--- Stated goal ---
Can you quote the items below word for word, leaving out the pictures?

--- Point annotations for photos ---

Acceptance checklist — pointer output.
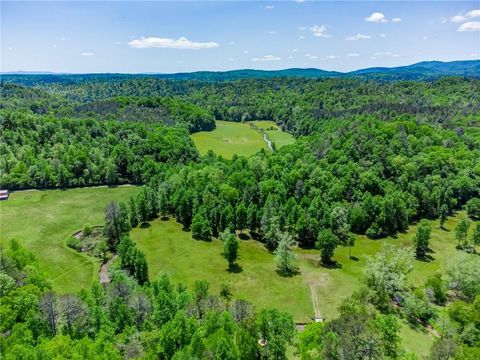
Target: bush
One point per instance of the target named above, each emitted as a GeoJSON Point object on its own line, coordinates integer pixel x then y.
{"type": "Point", "coordinates": [87, 229]}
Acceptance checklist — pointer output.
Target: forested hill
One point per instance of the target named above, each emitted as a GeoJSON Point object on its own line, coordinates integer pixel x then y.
{"type": "Point", "coordinates": [426, 70]}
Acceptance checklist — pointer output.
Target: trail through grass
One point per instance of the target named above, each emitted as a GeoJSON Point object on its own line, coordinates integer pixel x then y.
{"type": "Point", "coordinates": [42, 220]}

--- Expected answer ---
Acceptance checklist — pointer output.
Target: bush
One point per instance of the target named above, each emitted as a GeoJSON Point object on its own line, coordinates integer pixel x then y.
{"type": "Point", "coordinates": [87, 229]}
Acceptance checklist — pointer output.
Target: forested hill
One point per instance of the target named above, each emitted as a GeoJSON Point object on its own line, coordinates integer pixel x then y.
{"type": "Point", "coordinates": [426, 70]}
Acceptance checklist — pointer output.
Target: trail through grass
One point per instance of the target named above, each emitted as a GeoJSON Point object on its own line, coordinates integer pixel x then y.
{"type": "Point", "coordinates": [42, 220]}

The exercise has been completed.